start Information provided

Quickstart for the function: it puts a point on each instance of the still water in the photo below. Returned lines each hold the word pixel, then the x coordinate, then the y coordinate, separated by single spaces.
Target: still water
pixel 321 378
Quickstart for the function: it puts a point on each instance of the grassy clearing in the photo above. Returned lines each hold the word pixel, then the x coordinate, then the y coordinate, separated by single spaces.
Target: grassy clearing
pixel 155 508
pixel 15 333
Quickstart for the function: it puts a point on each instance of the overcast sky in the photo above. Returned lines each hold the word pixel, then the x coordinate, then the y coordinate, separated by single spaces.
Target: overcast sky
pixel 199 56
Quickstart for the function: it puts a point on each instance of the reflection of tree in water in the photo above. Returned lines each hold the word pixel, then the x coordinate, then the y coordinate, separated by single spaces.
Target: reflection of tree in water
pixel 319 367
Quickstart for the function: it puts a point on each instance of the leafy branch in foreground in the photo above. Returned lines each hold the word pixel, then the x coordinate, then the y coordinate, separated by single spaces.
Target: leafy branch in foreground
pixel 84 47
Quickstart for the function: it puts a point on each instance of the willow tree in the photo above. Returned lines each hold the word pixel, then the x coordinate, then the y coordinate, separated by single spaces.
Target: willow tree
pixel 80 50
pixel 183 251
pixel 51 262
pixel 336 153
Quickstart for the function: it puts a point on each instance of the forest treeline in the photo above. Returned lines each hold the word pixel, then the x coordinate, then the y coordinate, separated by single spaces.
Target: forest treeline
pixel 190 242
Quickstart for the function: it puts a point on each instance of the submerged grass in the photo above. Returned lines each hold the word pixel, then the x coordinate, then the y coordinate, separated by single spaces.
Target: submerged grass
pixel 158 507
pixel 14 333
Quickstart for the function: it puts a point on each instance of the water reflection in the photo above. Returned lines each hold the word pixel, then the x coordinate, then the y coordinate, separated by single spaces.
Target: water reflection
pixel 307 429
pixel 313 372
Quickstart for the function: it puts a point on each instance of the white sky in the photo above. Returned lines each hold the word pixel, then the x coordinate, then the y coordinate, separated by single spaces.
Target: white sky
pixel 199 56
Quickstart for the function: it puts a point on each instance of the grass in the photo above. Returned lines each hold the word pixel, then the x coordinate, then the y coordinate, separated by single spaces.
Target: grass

end Information provided

**Given problem:** Please render the stretch of items from the line containing "of the grassy" through the line containing "pixel 15 333", both of those lines included, as a JSON list of strings with one string per line and blank lines omitted.

**Result below:**
[
  "Quickstart for the function: it puts a point on each instance of the grassy clearing in the photo above. Returned lines each hold the word pixel, then the x coordinate, then the y coordinate, separated by single spaces.",
  "Target: grassy clearing",
  "pixel 155 508",
  "pixel 15 333"
]